• Instructions to follow
Can you print the passage of the Subaru forum thread below that begins at the words "## CMSbored (Apr" and stops after "performing like crap.", unchanged?
begin Text section
Not sure if anyone has had experience with the Subaru Tribeca but it looks pretty nice and could be around your range? Just what you need, more Subaru models to think about.


----------



## HoboMaster (May 16, 2010)

The Tribeca is nuts inside. Or at least the model I rode in once as a rental car. Thing looked like a spaceship inside. Wasn't sure if I liked it....


----------



## CMSbored (Apr 2, 2009)

c_mack9 said:


> why? i would suggest that or an fj and he doesnt want an fj. beats a subaru.


the honda element does beat the subaru....in looking like and performing like crap.


----------



## arsenic0 (Nov 11, 2008)

wrathfuldeity said:


> better than a lesbaru forrester


When people bring this up about my outback i like to mention im not a lesbian, but i do support the cause. :cheeky4::laugh:


----------



## Triple8Sol (Nov 24, 2008)

Toecutter said:


> Are _any_ of those under $30K?


Absolutely, just buy used. I'm done with buying new cars.


----------



## Willy36 (Dec 29, 2008)

c_mack9 said:


> why? i would suggest that or an fj and he doesnt want an fj. beats a subaru.
end Text section
begin Source excerpt
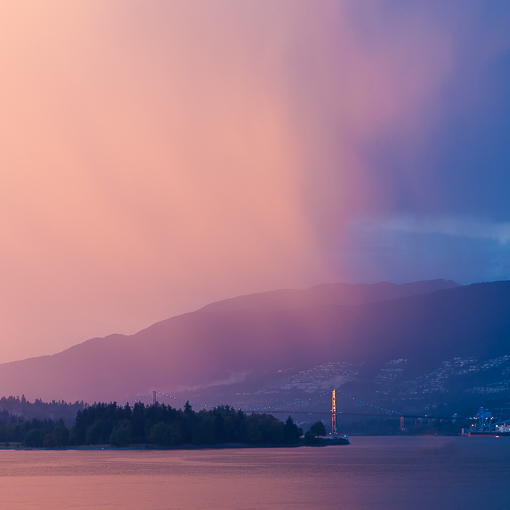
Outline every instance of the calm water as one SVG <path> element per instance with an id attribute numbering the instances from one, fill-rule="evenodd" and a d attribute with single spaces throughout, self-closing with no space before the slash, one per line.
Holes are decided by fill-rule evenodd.
<path id="1" fill-rule="evenodd" d="M 0 451 L 0 509 L 505 509 L 510 438 L 350 446 Z"/>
end Source excerpt
• Worked answer
## CMSbored (Apr 2, 2009)

c_mack9 said:


> why? i would suggest that or an fj and he doesnt want an fj. beats a subaru.


the honda element does beat the subaru....in looking like and performing like crap.